*Yazılı yönerge 1*:
Aşağıdaki fotoğrafçılık konulu metnin "Fotoğrafçı dert edindiği" ifadesinden "çekmemelisiniz bile diyebilirim." ifadesine kadar olan bölümünü hiçbir değişiklik yapmadan aynen yazınız.

*Kaynak metin*:
"""

Fotoğrafçı dert edindiği alanlar
üzerinde çalışmalıdır
Hissetmediğiniz
bir konunun fotoğrafının üretimine başlıyorsanız adı, meta yaratma çabası
olarak kalır. Günün sosyal, politik, ekonomik ve sanatsal değerleri üzerinden kendinize
yeni bir alan açma uğraşı olur bu. Çok izlenebilir, satılabilir bir iş üretmiş
olsanız dahi hiçbiri aradığımız kavramın karşılığı değil. Bir fotoğrafçı gerçekten
dert edindiği alanlar üzerinde çalışmalı. Fotoğraflayacağı konuyu bir yaşam
biçimi alanı olarak görüp, hissedip üretmeli. Öyle ki hissetmediğiniz hiçbir şeyin
fotoğrafını çekmemelisiniz bile diyebilirim.

"""

Koordinat etiketleme verileri:

"""

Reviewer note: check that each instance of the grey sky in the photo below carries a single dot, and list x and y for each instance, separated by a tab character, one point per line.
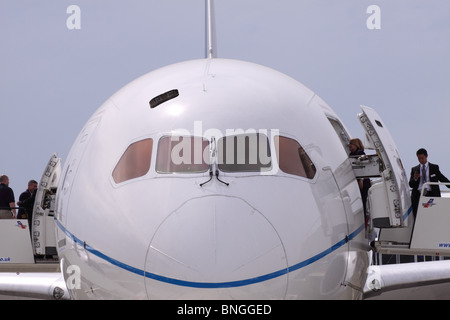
52	78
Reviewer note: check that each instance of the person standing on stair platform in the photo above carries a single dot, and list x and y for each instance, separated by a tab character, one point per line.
421	174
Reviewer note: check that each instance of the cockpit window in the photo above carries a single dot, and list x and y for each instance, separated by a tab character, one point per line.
293	159
182	154
244	153
135	162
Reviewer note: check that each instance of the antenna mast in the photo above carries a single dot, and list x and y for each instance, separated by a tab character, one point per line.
211	46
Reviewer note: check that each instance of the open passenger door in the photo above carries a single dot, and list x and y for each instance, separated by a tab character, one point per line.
43	228
389	198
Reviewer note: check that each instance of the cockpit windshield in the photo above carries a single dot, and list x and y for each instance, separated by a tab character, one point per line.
182	154
244	153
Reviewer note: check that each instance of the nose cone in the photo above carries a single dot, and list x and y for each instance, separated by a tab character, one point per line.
216	247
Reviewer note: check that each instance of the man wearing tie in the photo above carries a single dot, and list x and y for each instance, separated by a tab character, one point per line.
424	172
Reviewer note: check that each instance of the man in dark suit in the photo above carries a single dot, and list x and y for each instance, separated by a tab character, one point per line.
425	172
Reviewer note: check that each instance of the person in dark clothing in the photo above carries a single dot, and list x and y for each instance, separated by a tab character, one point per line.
356	148
6	199
25	212
421	174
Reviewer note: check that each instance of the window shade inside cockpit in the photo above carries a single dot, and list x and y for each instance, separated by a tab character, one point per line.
135	162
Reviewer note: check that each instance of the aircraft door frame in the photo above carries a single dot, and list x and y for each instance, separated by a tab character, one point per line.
379	138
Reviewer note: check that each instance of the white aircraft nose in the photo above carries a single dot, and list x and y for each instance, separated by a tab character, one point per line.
216	247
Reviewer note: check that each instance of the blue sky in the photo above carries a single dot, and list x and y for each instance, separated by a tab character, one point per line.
52	78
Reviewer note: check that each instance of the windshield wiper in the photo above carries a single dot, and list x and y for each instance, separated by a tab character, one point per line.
213	164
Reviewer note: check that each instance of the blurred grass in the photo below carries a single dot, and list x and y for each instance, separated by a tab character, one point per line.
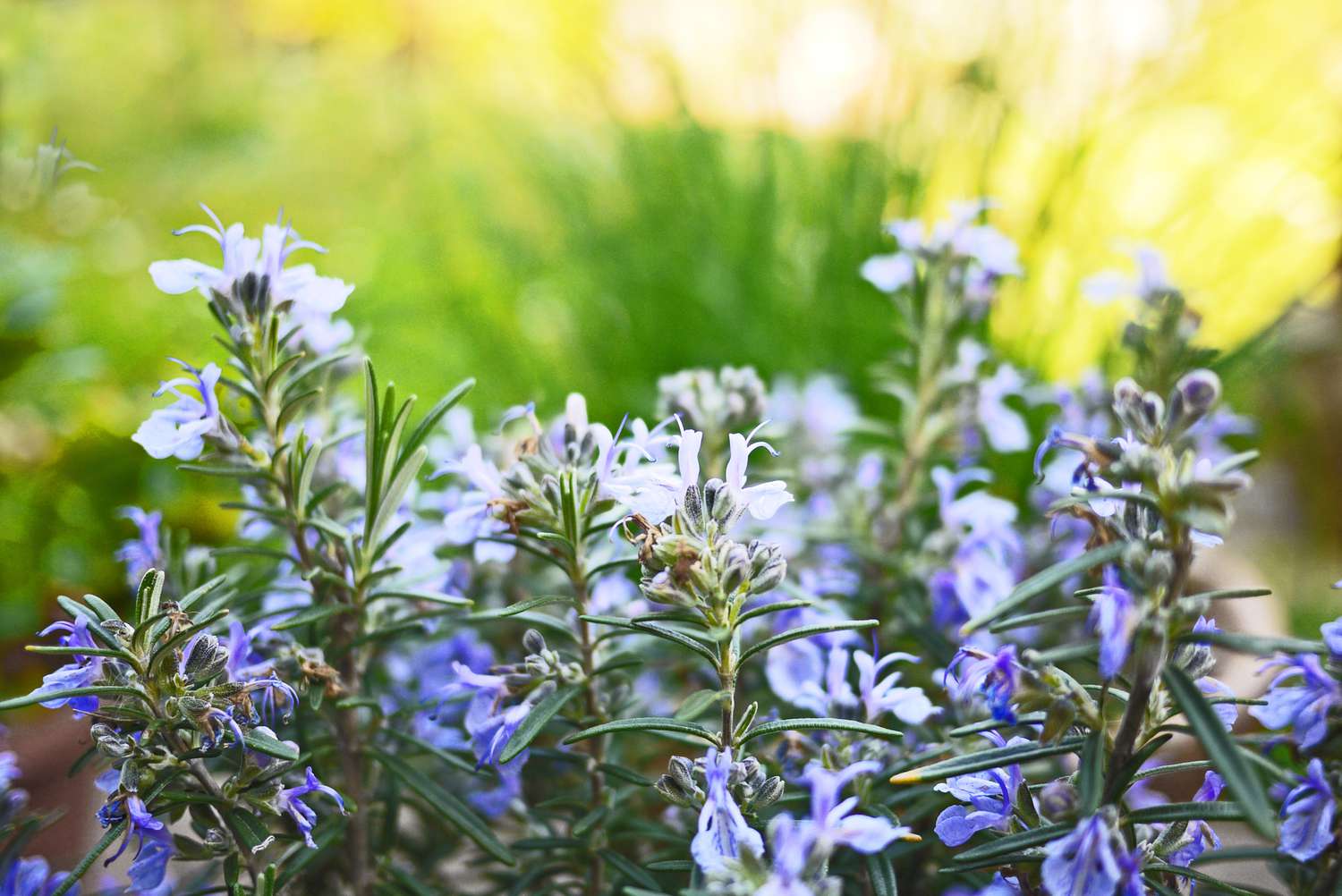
585	195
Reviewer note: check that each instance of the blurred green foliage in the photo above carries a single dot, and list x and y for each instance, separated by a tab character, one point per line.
509	212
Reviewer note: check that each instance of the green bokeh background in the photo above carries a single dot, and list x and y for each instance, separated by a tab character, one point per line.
509	212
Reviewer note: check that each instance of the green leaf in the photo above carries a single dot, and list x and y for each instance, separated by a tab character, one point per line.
195	595
522	606
821	724
805	630
1202	877
1220	748
94	689
101	608
1090	774
1043	617
255	837
270	746
1186	812
1011	842
1229	595
432	597
426	426
880	874
1043	581
770	608
630	869
697	705
647	723
311	614
995	758
537	719
446	805
1256	644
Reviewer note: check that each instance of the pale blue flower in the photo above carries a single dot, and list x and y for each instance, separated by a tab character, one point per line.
32	877
764	499
1084	863
990	797
1114	619
180	429
82	671
142	553
1304	707
314	298
302	815
722	833
832	818
993	676
1200	834
1307	812
890	273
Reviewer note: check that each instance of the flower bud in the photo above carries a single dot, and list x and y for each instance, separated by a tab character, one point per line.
768	793
533	641
206	660
1057	799
682	770
1196	393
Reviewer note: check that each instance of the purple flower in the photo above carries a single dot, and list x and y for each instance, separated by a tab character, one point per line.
1304	706
724	832
834	823
153	840
1199	833
1309	815
149	866
1333	636
313	298
32	877
879	697
142	553
302	813
472	520
1084	863
990	796
1114	617
81	672
490	726
995	676
180	429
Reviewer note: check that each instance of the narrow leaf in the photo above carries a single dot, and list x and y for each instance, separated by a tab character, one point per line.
1220	748
536	719
1043	581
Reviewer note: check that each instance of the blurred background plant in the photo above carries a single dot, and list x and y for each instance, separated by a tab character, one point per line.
537	193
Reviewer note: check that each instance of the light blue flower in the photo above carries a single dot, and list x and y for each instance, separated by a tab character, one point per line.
761	501
142	553
313	298
83	670
990	797
1084	863
32	877
302	815
993	676
1309	812
1114	619
722	833
834	820
180	429
1199	833
1302	707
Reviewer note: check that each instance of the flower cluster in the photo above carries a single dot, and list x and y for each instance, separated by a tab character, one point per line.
869	648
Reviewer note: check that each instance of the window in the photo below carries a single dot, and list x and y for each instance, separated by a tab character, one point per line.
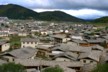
84	61
23	46
31	42
27	42
23	42
91	61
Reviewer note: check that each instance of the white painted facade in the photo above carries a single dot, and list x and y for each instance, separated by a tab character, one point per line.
5	47
29	44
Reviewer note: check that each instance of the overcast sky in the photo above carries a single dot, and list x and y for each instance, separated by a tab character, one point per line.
86	9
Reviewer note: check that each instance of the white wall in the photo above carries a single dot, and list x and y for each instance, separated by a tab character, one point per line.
28	44
5	47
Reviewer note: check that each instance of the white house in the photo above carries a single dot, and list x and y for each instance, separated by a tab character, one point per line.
29	42
4	45
79	37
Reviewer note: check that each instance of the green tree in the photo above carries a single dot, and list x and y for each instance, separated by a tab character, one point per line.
53	69
101	68
12	67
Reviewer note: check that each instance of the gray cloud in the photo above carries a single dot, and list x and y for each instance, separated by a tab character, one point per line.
98	8
61	4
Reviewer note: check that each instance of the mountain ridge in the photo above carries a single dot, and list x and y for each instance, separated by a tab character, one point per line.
14	11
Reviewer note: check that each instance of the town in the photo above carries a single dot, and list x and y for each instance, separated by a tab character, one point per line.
41	44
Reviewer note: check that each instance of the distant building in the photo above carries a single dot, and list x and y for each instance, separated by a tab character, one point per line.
4	45
29	42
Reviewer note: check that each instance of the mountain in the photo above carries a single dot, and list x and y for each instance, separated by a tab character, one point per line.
58	16
13	11
101	20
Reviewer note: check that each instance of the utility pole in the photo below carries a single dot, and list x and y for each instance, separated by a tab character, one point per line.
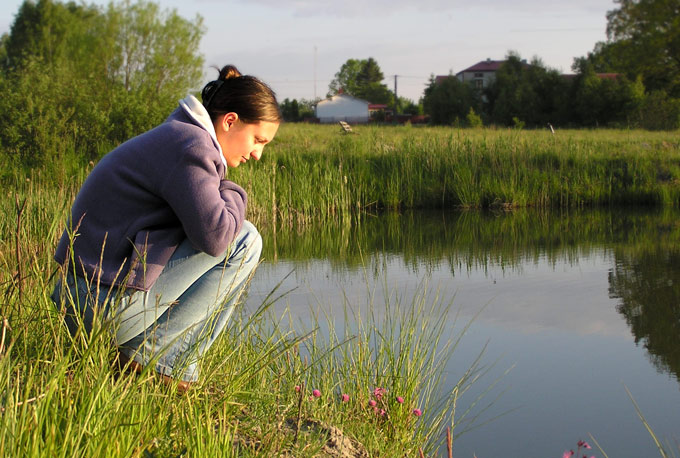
396	99
314	73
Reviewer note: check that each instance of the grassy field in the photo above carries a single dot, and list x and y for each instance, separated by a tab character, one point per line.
59	396
313	171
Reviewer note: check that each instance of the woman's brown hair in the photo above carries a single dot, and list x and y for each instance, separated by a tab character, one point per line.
251	99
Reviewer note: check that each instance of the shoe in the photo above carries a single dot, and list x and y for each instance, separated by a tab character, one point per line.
125	364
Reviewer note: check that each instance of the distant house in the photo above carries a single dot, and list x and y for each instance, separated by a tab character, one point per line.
342	107
480	75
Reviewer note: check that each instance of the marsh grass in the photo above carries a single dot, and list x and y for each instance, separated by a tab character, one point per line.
315	172
61	397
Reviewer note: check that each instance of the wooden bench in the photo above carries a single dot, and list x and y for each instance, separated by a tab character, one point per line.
346	128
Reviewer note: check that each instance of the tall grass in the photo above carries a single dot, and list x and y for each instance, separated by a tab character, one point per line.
317	172
59	396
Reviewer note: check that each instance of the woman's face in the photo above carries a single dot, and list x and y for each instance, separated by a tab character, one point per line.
241	141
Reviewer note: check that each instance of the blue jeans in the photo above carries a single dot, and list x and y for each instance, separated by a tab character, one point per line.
174	323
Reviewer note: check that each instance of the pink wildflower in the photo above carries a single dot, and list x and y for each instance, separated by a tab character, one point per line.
378	392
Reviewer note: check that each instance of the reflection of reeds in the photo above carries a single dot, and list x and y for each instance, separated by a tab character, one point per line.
60	396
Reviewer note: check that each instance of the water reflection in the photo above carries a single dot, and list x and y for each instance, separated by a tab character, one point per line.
647	282
487	249
567	296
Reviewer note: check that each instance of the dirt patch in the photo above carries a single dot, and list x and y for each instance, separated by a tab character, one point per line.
337	445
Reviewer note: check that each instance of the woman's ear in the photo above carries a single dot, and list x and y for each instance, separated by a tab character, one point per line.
228	120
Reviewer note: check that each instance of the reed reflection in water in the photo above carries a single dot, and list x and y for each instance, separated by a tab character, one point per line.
579	302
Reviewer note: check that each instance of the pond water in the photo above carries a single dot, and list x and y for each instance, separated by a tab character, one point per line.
579	305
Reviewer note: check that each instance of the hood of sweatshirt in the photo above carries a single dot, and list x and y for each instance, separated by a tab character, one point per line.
197	112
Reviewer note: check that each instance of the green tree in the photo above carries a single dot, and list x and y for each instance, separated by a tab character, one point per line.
643	38
529	92
80	78
612	101
449	101
361	79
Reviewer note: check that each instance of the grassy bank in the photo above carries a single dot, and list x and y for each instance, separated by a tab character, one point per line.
60	397
314	171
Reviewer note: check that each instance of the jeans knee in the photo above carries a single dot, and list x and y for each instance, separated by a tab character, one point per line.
251	240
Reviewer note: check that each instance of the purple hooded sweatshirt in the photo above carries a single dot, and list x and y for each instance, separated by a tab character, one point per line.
146	196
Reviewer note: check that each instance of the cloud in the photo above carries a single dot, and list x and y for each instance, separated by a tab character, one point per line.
354	8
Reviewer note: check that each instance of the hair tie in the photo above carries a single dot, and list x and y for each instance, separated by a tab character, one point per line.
212	90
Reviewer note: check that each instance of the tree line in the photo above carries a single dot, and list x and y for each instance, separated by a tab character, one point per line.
81	78
631	80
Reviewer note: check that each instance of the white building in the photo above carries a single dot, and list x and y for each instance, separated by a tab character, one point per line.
342	107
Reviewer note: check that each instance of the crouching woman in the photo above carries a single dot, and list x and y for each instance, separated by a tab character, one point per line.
157	244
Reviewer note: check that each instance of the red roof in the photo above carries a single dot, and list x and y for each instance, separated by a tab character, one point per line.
440	78
485	66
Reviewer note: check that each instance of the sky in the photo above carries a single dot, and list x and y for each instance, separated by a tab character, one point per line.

"""

*Yazılı yönerge 2*:
Yukarıdaki satırlardan "mountain" dizesini içerenlerin tamamını seçip her birini eksiksiz olarak aktarınız. Büyük ve küçük harf ayrımı gözetilmelidir.

*Alıştırma yanıtı 1*:
Fotoğrafçı dert edindiği alanlar
üzerinde çalışmalıdır
Hissetmediğiniz
bir konunun fotoğrafının üretimine başlıyorsanız adı, meta yaratma çabası
olarak kalır. Günün sosyal, politik, ekonomik ve sanatsal değerleri üzerinden kendinize
yeni bir alan açma uğraşı olur bu. Çok izlenebilir, satılabilir bir iş üretmiş
olsanız dahi hiçbiri aradığımız kavramın karşılığı değil. Bir fotoğrafçı gerçekten
dert edindiği alanlar üzerinde çalışmalı. Fotoğraflayacağı konuyu bir yaşam
biçimi alanı olarak görüp, hissedip üretmeli. Öyle ki hissetmediğiniz hiçbir şeyin
fotoğrafını çekmemelisiniz bile diyebilirim.

*Alıştırma yanıtı 2*:
Reviewer note: check that each instance of the mountain ridge in the photo above carries a single dot, and list x and y for each instance, separated by a tab character, one point per line.
Reviewer note: check that each instance of the mountain in the photo above carries a single dot, and list x and y for each instance, separated by a tab character, one point per line.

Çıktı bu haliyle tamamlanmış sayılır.